**WORK TASK:**
Nothing in the entries below may be altered; print them as they stand.

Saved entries
------------------------------------------------------------

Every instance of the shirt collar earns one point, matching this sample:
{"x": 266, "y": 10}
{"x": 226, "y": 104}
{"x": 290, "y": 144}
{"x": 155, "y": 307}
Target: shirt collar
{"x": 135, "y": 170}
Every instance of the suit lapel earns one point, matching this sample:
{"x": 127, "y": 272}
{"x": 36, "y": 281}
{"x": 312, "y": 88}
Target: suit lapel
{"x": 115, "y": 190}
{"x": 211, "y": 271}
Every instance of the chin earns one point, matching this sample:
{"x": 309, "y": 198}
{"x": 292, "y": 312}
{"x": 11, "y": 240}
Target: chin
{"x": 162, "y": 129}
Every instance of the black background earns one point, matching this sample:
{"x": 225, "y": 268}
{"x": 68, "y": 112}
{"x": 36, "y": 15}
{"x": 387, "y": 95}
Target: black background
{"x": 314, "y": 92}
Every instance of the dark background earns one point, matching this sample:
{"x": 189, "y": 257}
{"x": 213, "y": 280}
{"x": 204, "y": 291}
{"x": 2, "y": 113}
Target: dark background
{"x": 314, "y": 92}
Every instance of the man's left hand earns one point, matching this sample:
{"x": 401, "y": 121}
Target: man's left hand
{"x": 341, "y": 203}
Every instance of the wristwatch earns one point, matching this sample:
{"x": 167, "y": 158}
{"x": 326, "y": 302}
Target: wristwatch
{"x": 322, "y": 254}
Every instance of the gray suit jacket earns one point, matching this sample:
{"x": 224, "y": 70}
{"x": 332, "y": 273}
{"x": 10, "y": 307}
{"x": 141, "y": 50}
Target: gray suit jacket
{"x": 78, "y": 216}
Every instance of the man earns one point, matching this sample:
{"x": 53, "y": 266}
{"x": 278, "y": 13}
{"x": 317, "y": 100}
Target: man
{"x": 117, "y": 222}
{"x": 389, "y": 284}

------------------------------------------------------------

**EXERCISE RESPONSE:**
Every instance of the shirt collar earns one point, matching this sample:
{"x": 266, "y": 10}
{"x": 226, "y": 104}
{"x": 290, "y": 144}
{"x": 155, "y": 307}
Target: shirt collar
{"x": 135, "y": 170}
Every instance of the suit lapel earns one point, matching this sample:
{"x": 127, "y": 272}
{"x": 36, "y": 281}
{"x": 312, "y": 88}
Target: suit lapel
{"x": 115, "y": 190}
{"x": 211, "y": 271}
Every instance of the chin earns one point, matching this sample:
{"x": 309, "y": 198}
{"x": 292, "y": 312}
{"x": 11, "y": 240}
Target: chin
{"x": 162, "y": 129}
Every instance of the black background earns one point, matching this sample:
{"x": 225, "y": 268}
{"x": 68, "y": 112}
{"x": 36, "y": 15}
{"x": 387, "y": 95}
Target: black background
{"x": 314, "y": 92}
Every instance of the dark background earns one point, matching this sample:
{"x": 189, "y": 257}
{"x": 213, "y": 280}
{"x": 204, "y": 291}
{"x": 2, "y": 113}
Target: dark background
{"x": 314, "y": 92}
Every instance of the man's left hand earns one point, matching this sample:
{"x": 401, "y": 121}
Target: man's left hand
{"x": 341, "y": 203}
Every instance of the wristwatch earns one point, matching this sample:
{"x": 167, "y": 158}
{"x": 326, "y": 302}
Target: wristwatch
{"x": 322, "y": 254}
Every instance of the gray suit jacket earns one point, matching this sample:
{"x": 224, "y": 70}
{"x": 332, "y": 273}
{"x": 10, "y": 307}
{"x": 141, "y": 50}
Target: gray suit jacket
{"x": 78, "y": 216}
Every instance of the man earns one point, matching this sample:
{"x": 53, "y": 266}
{"x": 278, "y": 13}
{"x": 317, "y": 100}
Target: man
{"x": 117, "y": 222}
{"x": 389, "y": 284}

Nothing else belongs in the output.